■ **抜粋本文**
++++++++
ぼやけた世界からこんにちは! 〜私の義眼生活〜
こちらの記事は有料となっております。
1個人の事例ですが、義眼を使い始めるまでの闘病記、どんなふうに義眼を作ったのか、義眼ユーザーの私のメイクの方法、ルッキズムに対する意見を知りたい方におすすめです。
最初は暗いけど、だんだん明るくなっていきます。
冒頭は無料です。
1、新しい目、新しい夢
右目、危険、衝撃
2023年5月中旬。
数ヶ月に一度の眼科の定期検査で、小さい時からお世話になっているA先生から衝撃的なことを告げられた。
「あなたの右目は、白目が一部溶けて破裂しそうになっています」
いつもは親戚のおばさんのように気さくに話すA先生。そのA先生のうろたえたような声が、事態の深刻さを物語っていた。
私はショックで血の気が引いて座っていられなくなった。
少しの間、待合室の椅子で横になって休ませてもらって、気分が落ち着いてから改めて詳しい話を聞いた。
私の右目はこの数ヶ月で状態が悪くなった可能性が高いこと、眼圧 (目の硬さの数値) が急激に上がっていること、頭をぶつけたり目を掻いたりしてしまうと衝撃で破裂する危険性があること、もともと目の作りが弱すぎて修復手術には耐えられないため衝撃とばい菌に気をつけて生活するか眼球を摘出するしかないこと、急に悪化した原因は不明であることがわかった。
付き添いで来ていた母がA先生に
「たとえば、本土の病院で最新の治療を受けることはできないですか? 治る可能性があるなら県外にも連れて行きます」
と言うと、
「それも難しいです。それに、今はちょっとした刺激で何が起こるかわからない状態なので、飛行機には乗らない方がいいです」
++++++++
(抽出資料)
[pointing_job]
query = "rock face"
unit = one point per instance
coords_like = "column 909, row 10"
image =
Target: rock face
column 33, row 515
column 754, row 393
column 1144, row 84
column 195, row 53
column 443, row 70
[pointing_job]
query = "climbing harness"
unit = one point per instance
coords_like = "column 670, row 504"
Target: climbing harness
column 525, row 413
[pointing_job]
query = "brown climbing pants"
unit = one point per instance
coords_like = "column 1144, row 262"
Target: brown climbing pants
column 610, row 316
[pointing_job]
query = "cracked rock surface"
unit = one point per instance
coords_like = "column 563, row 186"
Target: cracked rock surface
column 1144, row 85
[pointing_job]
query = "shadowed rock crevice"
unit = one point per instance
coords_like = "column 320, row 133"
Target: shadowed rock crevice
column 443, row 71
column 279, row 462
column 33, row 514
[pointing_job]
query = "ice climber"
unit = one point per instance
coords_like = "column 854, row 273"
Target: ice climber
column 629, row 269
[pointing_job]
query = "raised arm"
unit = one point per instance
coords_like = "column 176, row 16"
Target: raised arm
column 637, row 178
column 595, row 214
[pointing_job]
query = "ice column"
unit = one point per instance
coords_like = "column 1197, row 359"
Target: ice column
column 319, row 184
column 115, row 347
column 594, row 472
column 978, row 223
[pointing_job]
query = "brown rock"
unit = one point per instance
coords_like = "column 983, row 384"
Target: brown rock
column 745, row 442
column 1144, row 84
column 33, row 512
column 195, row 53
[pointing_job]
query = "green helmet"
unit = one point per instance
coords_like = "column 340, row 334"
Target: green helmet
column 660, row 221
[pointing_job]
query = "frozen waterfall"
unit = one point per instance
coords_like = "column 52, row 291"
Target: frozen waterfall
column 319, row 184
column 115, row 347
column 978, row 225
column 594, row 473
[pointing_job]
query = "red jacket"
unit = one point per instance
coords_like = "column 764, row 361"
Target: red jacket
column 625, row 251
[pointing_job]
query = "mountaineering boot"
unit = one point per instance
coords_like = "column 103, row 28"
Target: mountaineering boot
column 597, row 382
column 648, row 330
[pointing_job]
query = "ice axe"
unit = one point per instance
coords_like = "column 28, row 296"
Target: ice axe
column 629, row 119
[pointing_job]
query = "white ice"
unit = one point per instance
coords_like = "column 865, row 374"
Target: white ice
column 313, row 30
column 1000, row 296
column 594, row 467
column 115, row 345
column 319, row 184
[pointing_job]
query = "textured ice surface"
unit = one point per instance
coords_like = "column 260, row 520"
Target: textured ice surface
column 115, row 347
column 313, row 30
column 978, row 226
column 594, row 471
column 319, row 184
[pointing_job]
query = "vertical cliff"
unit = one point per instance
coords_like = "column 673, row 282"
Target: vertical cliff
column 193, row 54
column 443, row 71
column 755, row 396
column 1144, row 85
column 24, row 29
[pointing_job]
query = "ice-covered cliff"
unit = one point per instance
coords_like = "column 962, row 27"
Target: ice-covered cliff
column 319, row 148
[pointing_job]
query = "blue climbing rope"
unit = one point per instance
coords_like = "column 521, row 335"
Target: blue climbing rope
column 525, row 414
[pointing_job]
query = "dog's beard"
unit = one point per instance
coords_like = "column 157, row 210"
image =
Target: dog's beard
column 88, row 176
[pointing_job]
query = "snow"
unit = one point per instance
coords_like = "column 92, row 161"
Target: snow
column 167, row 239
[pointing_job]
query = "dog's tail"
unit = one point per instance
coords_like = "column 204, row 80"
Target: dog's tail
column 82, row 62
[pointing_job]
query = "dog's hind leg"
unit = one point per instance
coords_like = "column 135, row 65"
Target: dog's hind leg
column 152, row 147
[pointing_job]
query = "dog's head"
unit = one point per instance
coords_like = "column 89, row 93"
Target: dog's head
++++++++
■ **解答すべき設問**
1. 義眼生活の文章では、「眼圧」はどのような数値だと説明されていますか。
2. 義眼生活の文章を、最後の一文の後から書き進めてください。

■ **解答一覧**
1. 目の硬さの数値です。

2.
とA先生は答えた。
飛行機に乗れないくらい深刻な状況なのか。
まず、「白目が溶ける? 破裂? 何その病気!?」と思った。自分の肉体ながら、意味不明である。
発覚した時の自覚症状は、ものもらいのような痛痒い感じだけだったので本当に驚いた。A先生も「前回の検査では特に変わりなしだったのに」と驚いていた。
だけど思い返してみると、数ヶ月前から月に1、2回の頻度で痛み止めが効かない頭痛が起きて吐いていた。あの痛み方と頻度は今思えば異常だった。
視力が極端に悪いため子供の時から頭痛はよく起こるし、吐く頻度が増えたのは寒暖差で体調が不安定になってるのだと思っていて、そんな酷い状態になっていることには気付けなかった。
もっと早く気付いていたとしても、できることは限られていただろうけど。
ちなみに、この診断を受けた日の夜、父は高熱を出して寝込んでしまった。
「おいおい、なんで私じゃなくてお父さんが熱を出すんだよ!?」と、大変な状況なのに少し笑えた。
こういう時は、女性の方が冷静なのかもしれない。